_Excerpt to read_:
__________

Find a new mechanic. The age of an engine does not dictate its current state. You certainly want to do a leak down test and a compression test. As long as they check out, and you have an otherwise healthy engine, there is no reason your engine should not hold up to a little more power. If, however, you have a leaky, smoky engine that eats oil and has poor compression obviously you should consider replacing to rebuilding the shortblock. Spend anytime on www.corral.net or any other big Mustang forum and you will see the countless number of 100k+ mile engines consistently taking plenty of abuse from nitrous, bolt-ons, superchargers, and countless other additions of power.
 
i see said the blind mark 7 owner ;)

i have had the car for 6k miles now. Both oil changes, i was asked if it had been 3k already. The oil was extremely clean on both occasions. It burns nothing. So that along with the fact that top and bottom end have zero signs of any kind of leak lead me to beleive that it was well maintained along with the overall appearence outside and inside.
A compression test is a very good suggestion. Thank you.
I have looked at the mustang forums and clearly see the top end modifications with the miles on the blocks.
However, it just seems like it makes a lot of sense that if you modify the top end, of a block that has perfect compression, with 110k on it that there will most DEFINATELY be more stress on the bottom end. Its hard to comprehend that the bottom ends life span will NOT be effected.
 
i have had the car for 6k miles now. Both oil changes, i was asked if it had been 3k already. The oil was extremely clean on both occasions. It burns nothing. So that along with the fact that top and bottom end have zero signs of any kind of leak lead me to beleive that it was well maintained along with the overall appearence outside and inside.
A compression test is a very good suggestion. Thank you.

__________

_What is expected_: Return the part of the engine-wear thread starting at "Find a new mechanic." and ending at "additions of power.", word for word.

__________

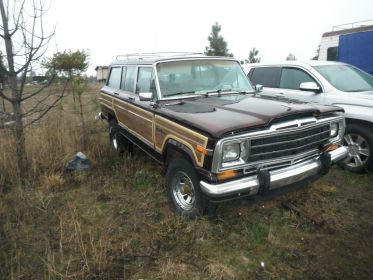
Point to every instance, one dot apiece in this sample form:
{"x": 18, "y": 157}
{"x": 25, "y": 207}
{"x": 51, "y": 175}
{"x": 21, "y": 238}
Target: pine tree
{"x": 253, "y": 56}
{"x": 218, "y": 46}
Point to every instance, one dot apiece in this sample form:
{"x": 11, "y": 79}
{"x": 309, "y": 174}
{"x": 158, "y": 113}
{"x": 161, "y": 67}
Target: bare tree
{"x": 25, "y": 43}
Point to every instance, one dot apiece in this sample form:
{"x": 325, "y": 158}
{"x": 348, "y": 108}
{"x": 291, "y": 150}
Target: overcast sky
{"x": 276, "y": 28}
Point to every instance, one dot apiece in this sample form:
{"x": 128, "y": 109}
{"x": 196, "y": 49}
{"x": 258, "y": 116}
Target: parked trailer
{"x": 352, "y": 45}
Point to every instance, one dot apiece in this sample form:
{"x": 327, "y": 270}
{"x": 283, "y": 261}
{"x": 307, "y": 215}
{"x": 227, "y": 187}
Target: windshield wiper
{"x": 218, "y": 91}
{"x": 228, "y": 90}
{"x": 180, "y": 93}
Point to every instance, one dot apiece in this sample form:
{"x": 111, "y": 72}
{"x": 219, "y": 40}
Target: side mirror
{"x": 258, "y": 88}
{"x": 145, "y": 96}
{"x": 310, "y": 86}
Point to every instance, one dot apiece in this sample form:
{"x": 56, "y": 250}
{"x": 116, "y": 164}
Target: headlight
{"x": 236, "y": 151}
{"x": 333, "y": 129}
{"x": 231, "y": 152}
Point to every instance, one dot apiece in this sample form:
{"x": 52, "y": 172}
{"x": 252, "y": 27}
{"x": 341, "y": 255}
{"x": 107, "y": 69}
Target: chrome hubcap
{"x": 358, "y": 150}
{"x": 183, "y": 190}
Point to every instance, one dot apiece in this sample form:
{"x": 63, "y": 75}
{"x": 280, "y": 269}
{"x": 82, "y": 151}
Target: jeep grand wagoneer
{"x": 219, "y": 140}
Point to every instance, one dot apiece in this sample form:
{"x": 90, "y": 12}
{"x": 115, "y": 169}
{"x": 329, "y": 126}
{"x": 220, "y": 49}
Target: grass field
{"x": 115, "y": 221}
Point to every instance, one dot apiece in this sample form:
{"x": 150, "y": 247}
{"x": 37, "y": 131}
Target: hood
{"x": 235, "y": 113}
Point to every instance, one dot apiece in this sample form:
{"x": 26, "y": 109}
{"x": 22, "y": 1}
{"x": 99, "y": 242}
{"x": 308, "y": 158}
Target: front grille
{"x": 288, "y": 144}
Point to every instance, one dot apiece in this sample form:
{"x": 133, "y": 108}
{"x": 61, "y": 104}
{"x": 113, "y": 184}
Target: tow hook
{"x": 326, "y": 162}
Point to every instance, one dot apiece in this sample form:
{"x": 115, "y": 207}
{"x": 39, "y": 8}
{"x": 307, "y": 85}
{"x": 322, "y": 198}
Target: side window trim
{"x": 138, "y": 74}
{"x": 305, "y": 71}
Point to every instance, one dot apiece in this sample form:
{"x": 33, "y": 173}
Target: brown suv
{"x": 219, "y": 140}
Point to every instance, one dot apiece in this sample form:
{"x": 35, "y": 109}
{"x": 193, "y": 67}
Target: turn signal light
{"x": 330, "y": 147}
{"x": 227, "y": 174}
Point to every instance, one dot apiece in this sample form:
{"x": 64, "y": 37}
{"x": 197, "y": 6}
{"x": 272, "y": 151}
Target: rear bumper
{"x": 273, "y": 179}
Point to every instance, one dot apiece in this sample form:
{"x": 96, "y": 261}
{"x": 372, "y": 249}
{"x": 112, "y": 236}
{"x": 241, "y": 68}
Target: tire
{"x": 359, "y": 141}
{"x": 118, "y": 142}
{"x": 184, "y": 191}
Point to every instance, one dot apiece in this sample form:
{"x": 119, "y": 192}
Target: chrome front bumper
{"x": 277, "y": 178}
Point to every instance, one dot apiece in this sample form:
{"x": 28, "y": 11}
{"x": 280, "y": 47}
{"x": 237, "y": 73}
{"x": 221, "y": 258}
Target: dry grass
{"x": 115, "y": 221}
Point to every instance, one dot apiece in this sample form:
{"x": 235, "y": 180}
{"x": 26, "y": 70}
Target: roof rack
{"x": 141, "y": 56}
{"x": 351, "y": 25}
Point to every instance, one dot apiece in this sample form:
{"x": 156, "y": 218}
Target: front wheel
{"x": 359, "y": 141}
{"x": 184, "y": 192}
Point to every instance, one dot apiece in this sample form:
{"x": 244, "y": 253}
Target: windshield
{"x": 346, "y": 77}
{"x": 193, "y": 77}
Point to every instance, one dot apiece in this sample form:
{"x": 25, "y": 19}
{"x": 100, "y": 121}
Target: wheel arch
{"x": 174, "y": 149}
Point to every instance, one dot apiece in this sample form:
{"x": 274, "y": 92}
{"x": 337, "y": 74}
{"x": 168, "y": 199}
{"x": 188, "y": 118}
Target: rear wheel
{"x": 184, "y": 191}
{"x": 359, "y": 141}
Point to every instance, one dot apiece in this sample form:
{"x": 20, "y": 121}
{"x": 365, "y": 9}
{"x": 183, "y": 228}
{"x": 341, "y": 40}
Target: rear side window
{"x": 332, "y": 54}
{"x": 114, "y": 77}
{"x": 266, "y": 76}
{"x": 291, "y": 78}
{"x": 129, "y": 82}
{"x": 143, "y": 79}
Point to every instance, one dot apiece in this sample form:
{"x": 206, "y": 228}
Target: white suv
{"x": 330, "y": 83}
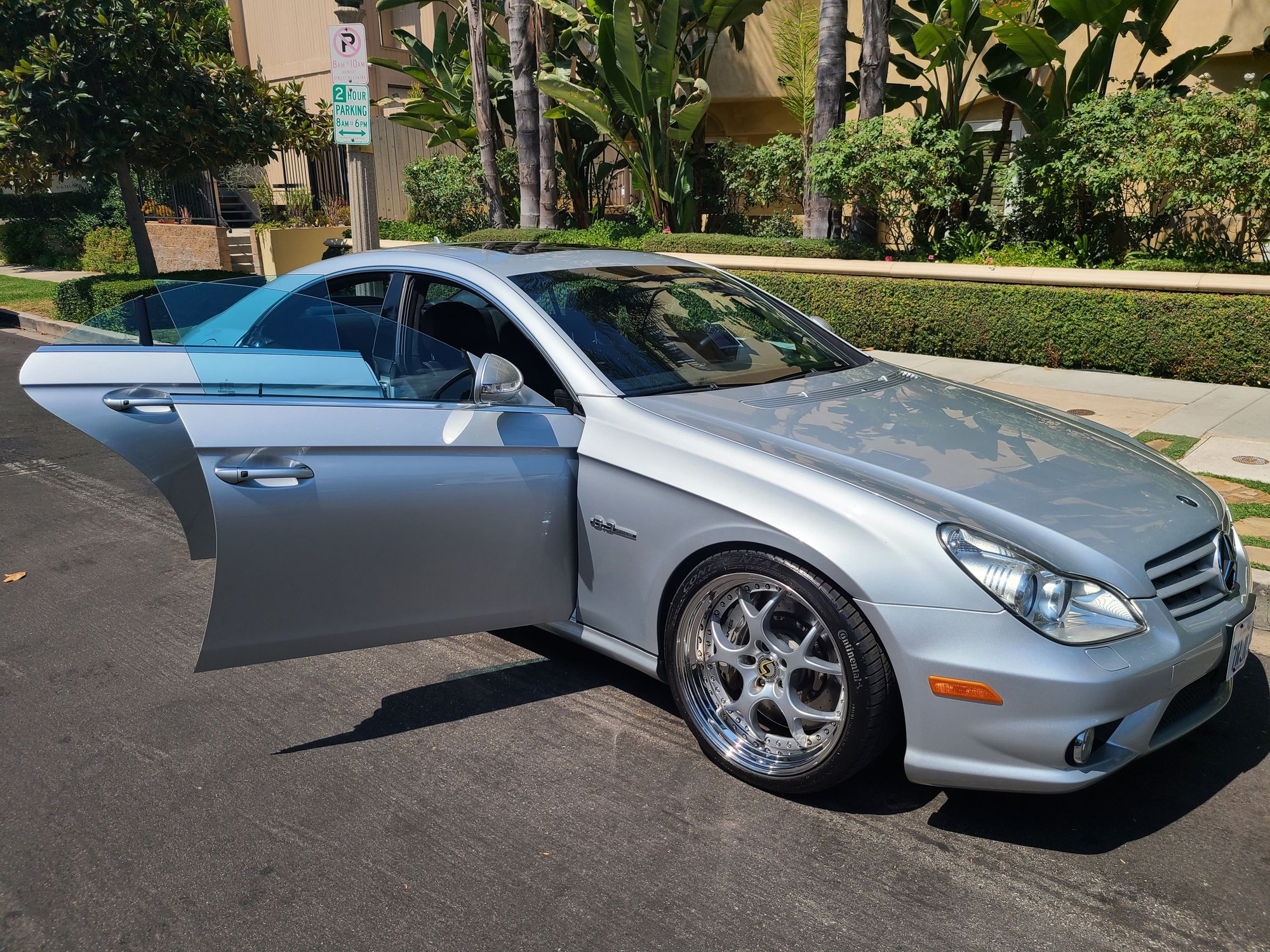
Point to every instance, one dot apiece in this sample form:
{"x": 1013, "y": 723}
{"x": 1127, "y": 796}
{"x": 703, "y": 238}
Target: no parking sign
{"x": 349, "y": 54}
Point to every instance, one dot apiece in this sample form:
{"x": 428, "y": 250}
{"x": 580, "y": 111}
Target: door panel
{"x": 417, "y": 522}
{"x": 74, "y": 384}
{"x": 303, "y": 442}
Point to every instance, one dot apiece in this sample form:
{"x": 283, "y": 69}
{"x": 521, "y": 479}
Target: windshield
{"x": 653, "y": 329}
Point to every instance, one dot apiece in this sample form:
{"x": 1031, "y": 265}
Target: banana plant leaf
{"x": 1036, "y": 48}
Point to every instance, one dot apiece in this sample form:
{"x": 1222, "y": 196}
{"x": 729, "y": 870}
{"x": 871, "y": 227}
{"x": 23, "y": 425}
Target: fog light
{"x": 1083, "y": 746}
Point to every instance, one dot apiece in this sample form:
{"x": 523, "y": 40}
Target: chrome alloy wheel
{"x": 761, "y": 673}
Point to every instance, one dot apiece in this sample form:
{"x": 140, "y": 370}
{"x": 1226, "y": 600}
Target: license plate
{"x": 1241, "y": 640}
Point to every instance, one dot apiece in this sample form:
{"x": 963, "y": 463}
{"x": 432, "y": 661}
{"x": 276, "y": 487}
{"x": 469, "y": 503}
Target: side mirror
{"x": 498, "y": 381}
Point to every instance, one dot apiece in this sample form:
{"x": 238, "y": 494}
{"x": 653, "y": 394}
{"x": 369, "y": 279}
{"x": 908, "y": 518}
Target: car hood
{"x": 1083, "y": 498}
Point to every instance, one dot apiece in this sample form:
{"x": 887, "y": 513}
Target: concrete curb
{"x": 989, "y": 274}
{"x": 1262, "y": 615}
{"x": 50, "y": 327}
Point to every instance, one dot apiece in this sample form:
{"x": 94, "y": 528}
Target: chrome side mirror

__________

_The response_:
Find a new mechanic. The age of an engine does not dictate its current state. You certainly want to do a leak down test and a compression test. As long as they check out, and you have an otherwise healthy engine, there is no reason your engine should not hold up to a little more power. If, however, you have a leaky, smoky engine that eats oil and has poor compression obviously you should consider replacing to rebuilding the shortblock. Spend anytime on www.corral.net or any other big Mustang forum and you will see the countless number of 100k+ mile engines consistently taking plenty of abuse from nitrous, bolt-ons, superchargers, and countless other additions of power.